Dans les pages glacées d’un beau livre constitué de superbes photographies, Les Montréalais, le journaliste Jean-François Nadeau dresse le récit passionnant des habitants de la plus grande métropole du Québec. Plus d’un siècle d’images que le chroniqueur et historien au quotidien Le Devoir est allé dénicher pour notre plus grand plaisir.

On rencontre Jean-François Nadeau dans un café de l’Avenue du Parc. Son nouveau livre disponible dans les bonnes librairies réunit un florilège d’images en noir et blanc prises depuis le début de la photographie de 1860 jusqu’au milieu des années 1970. «Il y a une histoire de la photographie qui reste encore à faire au Québec, déclare tout de go le journaliste au Huffington Post Québec. Il existe des archives extraordinaires qui ont été peu exploitées. D’autres, mal connues, sont aussi à découvrir.»

Il reste que les photos sélectionnées dans le livre sont le fruit d’une longue recherche, dit Nadeau. Elles narrent chacune à leur manière l’histoire de Montréal à travers ses habitants aux conditions sociales diverses. «Le livre s’arrête à l’arrivée de la photo couleur qui fait alors son apparition dans les musées de haute culture. La ville connaît un vent de changement avec l’arrivée du Parti Québécois. L’affichage en anglais, prédominant jusque-là, cède le pas au français par le biais d’une nouvelle loi. Il y a la tenue des Jeux olympiques et le règne de Jean-Drapeau prend fin.»

--------------------------------------------------

• [Consigne de travail]
Selon le texte de la page, jusqu'à quelle époque vont les images réunies dans le livre Les Montréalais ? Répondez en une phrase, s'il vous plaît. Le matériel ci-dessous ne joue aucun rôle ici.

• [Segment de données]
--------------------------------------------------

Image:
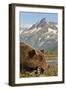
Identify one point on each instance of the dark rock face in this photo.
(31, 59)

--------------------------------------------------

• [Corrigé de l'exercice]
Les images vont jusqu'au milieu des années 1970.